* _Work to complete_
Rewrite every line of the records below, from the line that contains "Keypoint guideline: for each instance of the white wall" through the end of the records, multiplying each point coordinate by 1.4 and rounding to the nearest whole number, with halves rounded up. Copy all other lines unchanged.

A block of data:
▽

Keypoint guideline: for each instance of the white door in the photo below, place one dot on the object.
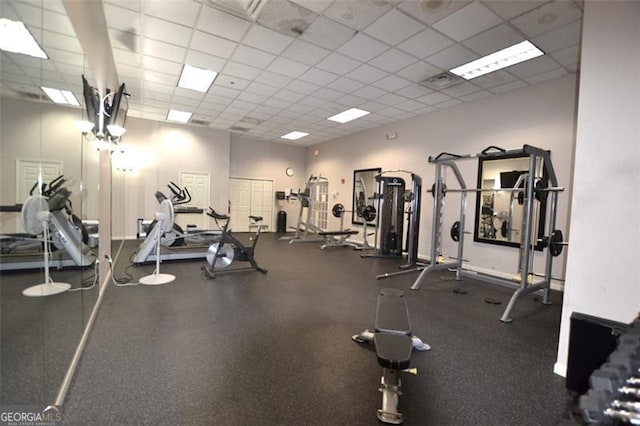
(28, 172)
(250, 197)
(198, 184)
(240, 204)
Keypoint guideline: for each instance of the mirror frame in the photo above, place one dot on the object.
(541, 212)
(355, 219)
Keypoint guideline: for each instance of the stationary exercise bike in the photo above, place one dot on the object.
(228, 248)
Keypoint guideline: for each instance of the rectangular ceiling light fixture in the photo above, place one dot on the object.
(16, 38)
(63, 97)
(348, 115)
(178, 116)
(197, 79)
(515, 54)
(292, 136)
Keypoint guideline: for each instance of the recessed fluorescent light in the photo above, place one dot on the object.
(16, 38)
(195, 78)
(348, 115)
(501, 59)
(178, 116)
(63, 97)
(292, 136)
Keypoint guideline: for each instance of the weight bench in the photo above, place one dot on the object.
(393, 342)
(330, 239)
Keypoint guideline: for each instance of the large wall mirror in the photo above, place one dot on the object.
(364, 188)
(39, 142)
(500, 207)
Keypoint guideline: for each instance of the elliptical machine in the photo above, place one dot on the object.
(228, 248)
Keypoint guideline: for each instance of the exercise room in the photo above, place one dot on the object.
(285, 212)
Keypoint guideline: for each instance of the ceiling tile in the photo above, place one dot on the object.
(419, 71)
(60, 41)
(266, 39)
(302, 87)
(534, 66)
(548, 17)
(345, 85)
(304, 52)
(461, 89)
(451, 57)
(222, 24)
(124, 40)
(366, 74)
(468, 21)
(394, 27)
(202, 60)
(413, 91)
(560, 38)
(169, 32)
(511, 9)
(318, 76)
(568, 56)
(317, 6)
(231, 82)
(287, 67)
(338, 63)
(261, 89)
(273, 79)
(391, 83)
(549, 75)
(212, 45)
(508, 87)
(239, 70)
(433, 98)
(123, 19)
(254, 57)
(356, 13)
(391, 99)
(392, 60)
(163, 50)
(327, 33)
(183, 12)
(494, 79)
(362, 47)
(425, 43)
(493, 40)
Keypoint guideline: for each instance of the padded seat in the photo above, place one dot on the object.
(393, 350)
(392, 315)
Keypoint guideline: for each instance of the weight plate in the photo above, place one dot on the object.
(455, 231)
(224, 255)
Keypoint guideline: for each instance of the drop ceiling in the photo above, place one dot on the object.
(288, 65)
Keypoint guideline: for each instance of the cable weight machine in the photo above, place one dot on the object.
(390, 238)
(536, 189)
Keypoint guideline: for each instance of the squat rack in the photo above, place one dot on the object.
(533, 185)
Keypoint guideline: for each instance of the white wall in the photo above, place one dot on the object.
(35, 130)
(161, 150)
(542, 115)
(603, 276)
(267, 160)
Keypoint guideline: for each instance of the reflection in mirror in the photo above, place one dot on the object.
(39, 142)
(364, 187)
(500, 206)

△

* _Expected answer_
Keypoint guideline: for each instance of the white wall in the photo above, place one dot on the object.
(49, 182)
(225, 210)
(759, 161)
(844, 386)
(374, 224)
Keypoint guideline: for each instance of the reflection in mirror in the photo above, place one dot on the object.
(55, 199)
(510, 262)
(700, 288)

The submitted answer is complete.